**** DATASET EXCERPTS ****

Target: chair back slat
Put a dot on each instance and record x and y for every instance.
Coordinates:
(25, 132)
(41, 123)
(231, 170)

****

* WRITTEN EXERCISE
Print every row above verbatim and in the same order, with no edits.

* SOLUTION TO THE PROBLEM
Target: chair back slat
Put a dot on each instance and record x and y for every instance.
Coordinates:
(25, 132)
(41, 123)
(231, 170)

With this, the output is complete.